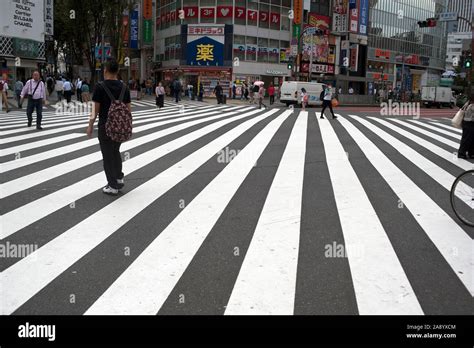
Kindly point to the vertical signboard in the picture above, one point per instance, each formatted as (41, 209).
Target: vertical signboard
(297, 11)
(205, 45)
(354, 11)
(363, 16)
(147, 22)
(49, 19)
(134, 30)
(339, 17)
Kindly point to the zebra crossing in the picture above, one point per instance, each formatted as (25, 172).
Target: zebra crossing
(235, 210)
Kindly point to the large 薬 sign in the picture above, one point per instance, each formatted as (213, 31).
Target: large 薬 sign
(23, 19)
(205, 45)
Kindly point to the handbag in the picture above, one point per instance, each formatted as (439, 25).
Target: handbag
(457, 119)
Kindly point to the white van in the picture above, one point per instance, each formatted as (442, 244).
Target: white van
(291, 92)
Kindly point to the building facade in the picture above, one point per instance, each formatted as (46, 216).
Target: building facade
(464, 9)
(223, 41)
(22, 37)
(402, 55)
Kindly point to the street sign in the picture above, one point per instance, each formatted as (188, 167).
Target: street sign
(448, 16)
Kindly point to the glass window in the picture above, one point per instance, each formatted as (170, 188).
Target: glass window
(263, 21)
(252, 6)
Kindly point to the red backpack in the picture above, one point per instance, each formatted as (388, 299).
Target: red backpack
(119, 119)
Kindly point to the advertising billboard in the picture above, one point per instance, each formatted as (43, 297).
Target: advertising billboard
(205, 45)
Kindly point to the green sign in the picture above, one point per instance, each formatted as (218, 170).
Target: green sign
(25, 48)
(147, 32)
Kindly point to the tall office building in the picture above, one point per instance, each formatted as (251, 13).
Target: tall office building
(465, 9)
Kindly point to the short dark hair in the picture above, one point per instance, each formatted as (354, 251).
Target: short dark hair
(112, 66)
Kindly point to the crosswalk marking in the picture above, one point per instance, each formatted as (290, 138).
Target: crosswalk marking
(266, 277)
(23, 216)
(32, 273)
(86, 143)
(36, 178)
(429, 215)
(379, 279)
(175, 246)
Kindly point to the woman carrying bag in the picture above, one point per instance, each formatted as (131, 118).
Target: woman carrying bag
(160, 95)
(466, 114)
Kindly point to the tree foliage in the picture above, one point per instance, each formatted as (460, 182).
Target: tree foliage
(81, 25)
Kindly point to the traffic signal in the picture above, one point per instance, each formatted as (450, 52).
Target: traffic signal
(428, 23)
(468, 62)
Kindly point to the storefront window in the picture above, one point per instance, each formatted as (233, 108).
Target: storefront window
(262, 55)
(251, 48)
(252, 13)
(264, 15)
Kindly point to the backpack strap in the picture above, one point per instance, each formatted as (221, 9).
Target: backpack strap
(122, 93)
(107, 90)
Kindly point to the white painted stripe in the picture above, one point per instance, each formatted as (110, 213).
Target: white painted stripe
(380, 283)
(22, 183)
(25, 215)
(427, 133)
(175, 246)
(451, 128)
(70, 126)
(437, 129)
(267, 279)
(24, 161)
(455, 246)
(435, 172)
(84, 118)
(29, 275)
(446, 155)
(39, 143)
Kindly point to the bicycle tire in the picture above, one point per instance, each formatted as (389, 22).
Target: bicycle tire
(459, 215)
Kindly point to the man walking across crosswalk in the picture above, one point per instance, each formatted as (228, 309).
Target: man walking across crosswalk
(35, 91)
(110, 149)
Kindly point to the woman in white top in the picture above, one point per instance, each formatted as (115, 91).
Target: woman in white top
(160, 95)
(59, 88)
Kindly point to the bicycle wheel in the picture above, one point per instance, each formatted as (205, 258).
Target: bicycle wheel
(462, 197)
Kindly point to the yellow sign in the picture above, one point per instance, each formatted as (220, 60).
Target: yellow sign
(205, 52)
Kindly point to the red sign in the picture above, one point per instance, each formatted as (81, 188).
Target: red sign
(252, 15)
(240, 12)
(191, 11)
(197, 30)
(318, 21)
(147, 9)
(385, 54)
(354, 18)
(274, 18)
(208, 12)
(224, 11)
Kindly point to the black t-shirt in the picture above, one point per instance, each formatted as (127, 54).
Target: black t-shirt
(100, 96)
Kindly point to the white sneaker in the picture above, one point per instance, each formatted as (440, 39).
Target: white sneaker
(121, 183)
(110, 190)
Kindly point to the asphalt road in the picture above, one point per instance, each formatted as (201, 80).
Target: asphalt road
(228, 209)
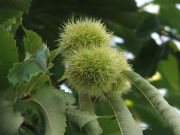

= = = =

# WORK INSTRUCTION:
For the material above, give every line again exactly and leave out the pictures.

# TASK OUTPUT:
Kindly point to the vertical signboard in the picture above, one point per instance, each formatted as (41, 209).
Target: vertical signboard
(297, 11)
(205, 45)
(354, 11)
(363, 16)
(147, 22)
(49, 19)
(134, 30)
(339, 17)
Kindly point to the zebra crossing in the picture above, one point per instance, each formatted as (25, 172).
Target: zebra crossing
(235, 210)
Kindly point to the large 薬 sign in the picture above, one point per instance, each formatted as (213, 31).
Target: large 薬 sign
(23, 19)
(205, 45)
Kindly point to the handbag in the picture above, one point per instance, each formatted as (439, 25).
Target: handbag
(457, 119)
Kindly point to the white van in the picture above, one point per instance, each formatted as (442, 244).
Target: white van
(291, 92)
Kindly point to the building facade in the picture above, one point per instance, each formatted as (46, 216).
Target: building facade
(464, 9)
(223, 41)
(22, 37)
(402, 55)
Kindly point to the street sign in the picture above, one point per instance, each formatted as (188, 167).
Target: street sign
(448, 16)
Kindly point to the glass window in the picture above, one point per instance, each formatted as (170, 188).
Target: glass window
(263, 21)
(252, 6)
Kindly point to the red backpack in the picture above, one point per instance, each formatted as (388, 299).
Target: red backpack
(119, 119)
Kindly point to the advertising billboard in the picture above, one point per instance, each formatted as (43, 297).
Target: advertising billboard
(205, 45)
Kindly point to the green sign in the picture above, one point per instance, each formatted as (218, 170).
Target: green sign
(25, 48)
(147, 32)
Kindly point to the tall office building in the picture above, one point per instance, each formatted as (251, 13).
Target: tall office building
(465, 9)
Kindly point to the short dark hair in the picture above, one point per instance, each formatted as (354, 251).
Target: short dark hair
(112, 66)
Kindly point to the crosswalk marking in the picture above, one point per instance, each formatted as (290, 138).
Target: crosswalk marking
(266, 277)
(23, 216)
(32, 273)
(86, 143)
(36, 178)
(429, 215)
(379, 279)
(175, 246)
Kindly point to the woman carrying bag in the picture above, one point per instance, each formatted as (131, 118).
Target: woman carrying bag
(160, 95)
(466, 114)
Kindly point to the tree foliage in the picture above, one point per instance, each formatted as (460, 182).
Target: tree foliage
(81, 25)
Kindly point to the traffic signal in the picture above, one point per instance, each formatted as (450, 52).
Target: traffic signal
(428, 23)
(468, 62)
Kindly point to the storefront window in the picture above, one point per instance, each formatted as (233, 108).
Target: storefront window
(262, 55)
(251, 48)
(252, 13)
(264, 15)
Kindly point to the backpack strap in the picture above, one point per instance, each formatted as (221, 9).
Target: backpack strap
(122, 93)
(107, 90)
Kindly point to the white painted stripe in the picture above, one point per instance, each formatted as (110, 213).
Target: white painted stripe
(380, 283)
(22, 183)
(25, 215)
(427, 133)
(175, 246)
(451, 128)
(70, 126)
(437, 129)
(267, 279)
(24, 161)
(455, 246)
(435, 172)
(84, 118)
(29, 275)
(446, 155)
(39, 143)
Kindly point to the bicycle tire in the picture above, one point per instance, each formatted as (389, 22).
Target: bicycle tire
(459, 215)
Kindly point to the man walking across crosswalk in the picture above, one point per instance, each formatted as (228, 309).
Target: man walking across crosswalk
(35, 91)
(110, 149)
Kindly point to the woman in white top in the picture above, one point per instance, each formatted as (115, 91).
Target: woman in white top
(160, 95)
(59, 88)
Kindly point to the bicycle wheel in the picture above, one point per instance, each formatted as (205, 258).
Target: bicycle wheel
(462, 197)
Kindly point to the yellow sign in the picture above, one point per instance, each formatted as (220, 60).
Target: yellow sign
(205, 52)
Kindly point to the red sign in the picture above, one point per instance, each formatted as (81, 188).
Target: red sign
(252, 15)
(240, 12)
(191, 11)
(197, 30)
(318, 21)
(147, 9)
(385, 54)
(354, 18)
(274, 18)
(208, 12)
(224, 11)
Kindly point to the black t-shirt in the picture above, one point per instance, each formatted as (127, 54).
Target: black t-shirt
(100, 96)
Kindly point to the white sneaker in the picture above, one point per instance, each formatted as (440, 39).
Target: white sneaker
(121, 183)
(110, 190)
Kindly point to the asphalt road in the picture above, one point per instance, each formatted as (201, 80).
Target: asphalt road
(228, 209)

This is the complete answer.